Filter the entries, keeping every line with the word "below".

### Listed entries:
====================

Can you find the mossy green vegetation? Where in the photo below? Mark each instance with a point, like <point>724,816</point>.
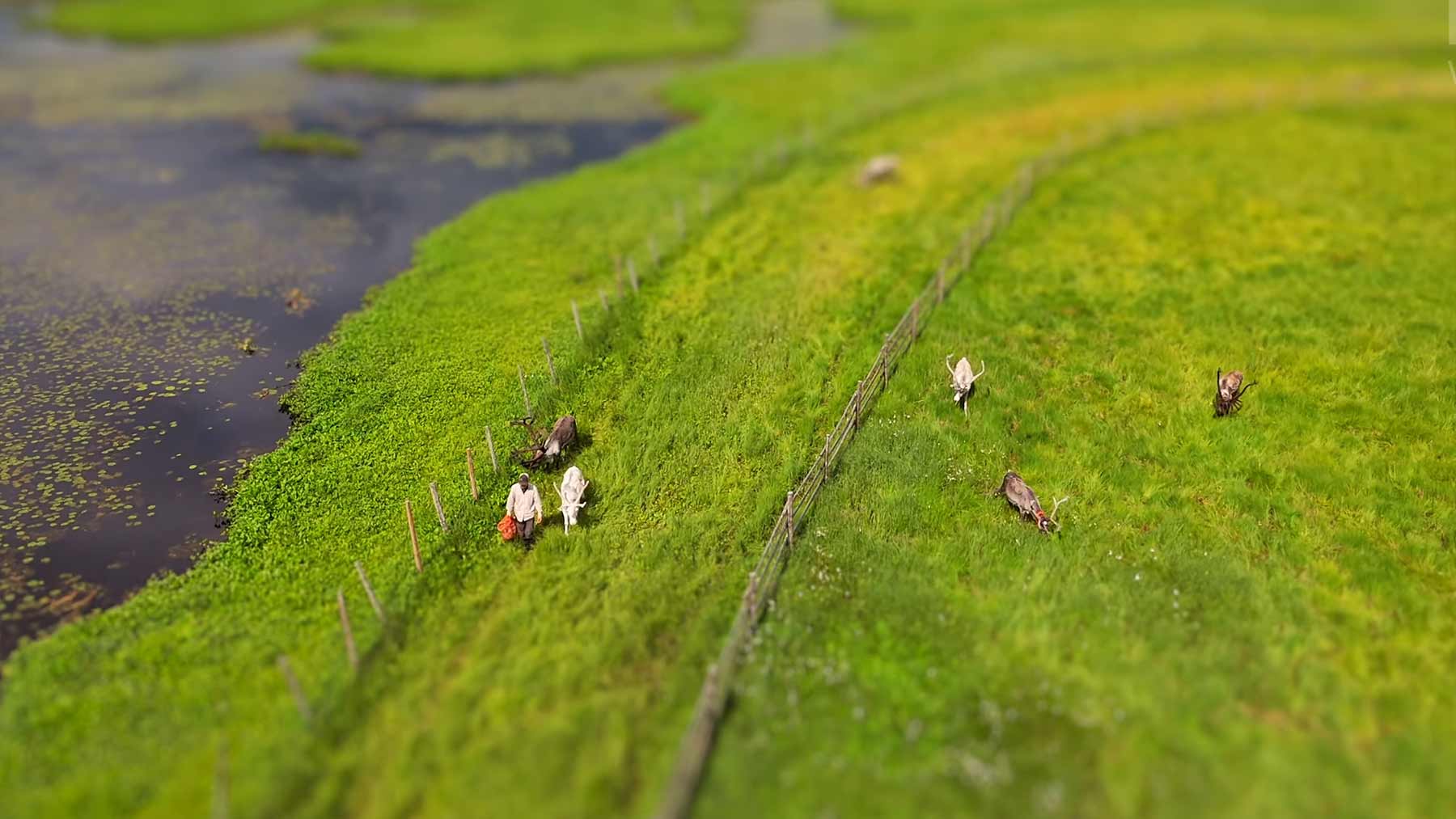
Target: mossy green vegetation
<point>1242,615</point>
<point>436,38</point>
<point>558,682</point>
<point>316,143</point>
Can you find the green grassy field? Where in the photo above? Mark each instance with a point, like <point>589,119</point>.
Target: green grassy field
<point>434,38</point>
<point>1244,615</point>
<point>558,682</point>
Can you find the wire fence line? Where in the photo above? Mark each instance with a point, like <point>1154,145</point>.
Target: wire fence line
<point>764,580</point>
<point>713,700</point>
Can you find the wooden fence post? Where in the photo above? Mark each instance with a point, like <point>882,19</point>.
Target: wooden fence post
<point>349,651</point>
<point>788,509</point>
<point>469,469</point>
<point>414,538</point>
<point>551,365</point>
<point>220,784</point>
<point>440,509</point>
<point>369,593</point>
<point>524,395</point>
<point>298,700</point>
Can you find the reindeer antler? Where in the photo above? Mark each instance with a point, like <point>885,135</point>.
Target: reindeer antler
<point>1055,507</point>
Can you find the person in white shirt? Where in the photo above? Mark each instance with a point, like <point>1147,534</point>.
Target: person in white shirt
<point>524,504</point>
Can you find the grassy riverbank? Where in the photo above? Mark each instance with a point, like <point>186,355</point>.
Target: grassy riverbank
<point>434,38</point>
<point>558,682</point>
<point>1244,617</point>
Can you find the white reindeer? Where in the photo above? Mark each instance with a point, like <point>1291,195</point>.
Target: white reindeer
<point>571,492</point>
<point>963,380</point>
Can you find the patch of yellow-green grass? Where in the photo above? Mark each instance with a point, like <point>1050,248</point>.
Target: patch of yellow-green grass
<point>1245,615</point>
<point>558,682</point>
<point>434,38</point>
<point>320,143</point>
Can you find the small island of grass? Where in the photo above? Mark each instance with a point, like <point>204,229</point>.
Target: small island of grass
<point>320,143</point>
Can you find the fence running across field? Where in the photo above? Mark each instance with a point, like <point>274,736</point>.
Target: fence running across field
<point>696,744</point>
<point>713,699</point>
<point>764,576</point>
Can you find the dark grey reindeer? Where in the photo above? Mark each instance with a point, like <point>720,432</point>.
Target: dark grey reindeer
<point>1022,500</point>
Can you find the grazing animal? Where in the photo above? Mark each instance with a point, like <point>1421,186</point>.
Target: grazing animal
<point>880,169</point>
<point>571,492</point>
<point>1226,400</point>
<point>561,437</point>
<point>963,380</point>
<point>1022,500</point>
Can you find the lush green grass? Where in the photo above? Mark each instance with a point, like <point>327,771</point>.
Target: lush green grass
<point>1244,617</point>
<point>434,38</point>
<point>309,143</point>
<point>558,682</point>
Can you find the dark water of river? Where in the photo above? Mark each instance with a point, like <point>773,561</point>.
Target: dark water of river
<point>160,274</point>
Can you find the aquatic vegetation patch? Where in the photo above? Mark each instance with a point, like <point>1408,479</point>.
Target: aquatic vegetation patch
<point>558,682</point>
<point>313,143</point>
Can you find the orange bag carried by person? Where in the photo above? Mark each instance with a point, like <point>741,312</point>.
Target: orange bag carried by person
<point>507,527</point>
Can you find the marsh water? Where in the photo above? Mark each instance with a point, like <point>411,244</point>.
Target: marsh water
<point>160,274</point>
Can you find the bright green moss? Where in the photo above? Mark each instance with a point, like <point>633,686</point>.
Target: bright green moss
<point>558,682</point>
<point>309,143</point>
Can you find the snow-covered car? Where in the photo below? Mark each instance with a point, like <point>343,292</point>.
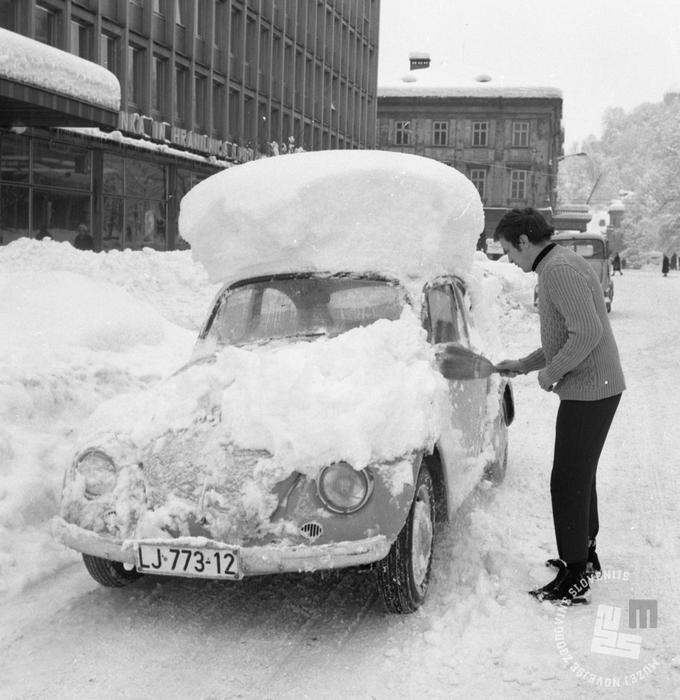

====================

### Solution for this task:
Can you find the mossy green vegetation? Where in the photo below? Mark each instance with a point, like <point>724,816</point>.
Can you find the snow-covered car? Where in the photo below? Mark each instance with a point, like <point>343,292</point>.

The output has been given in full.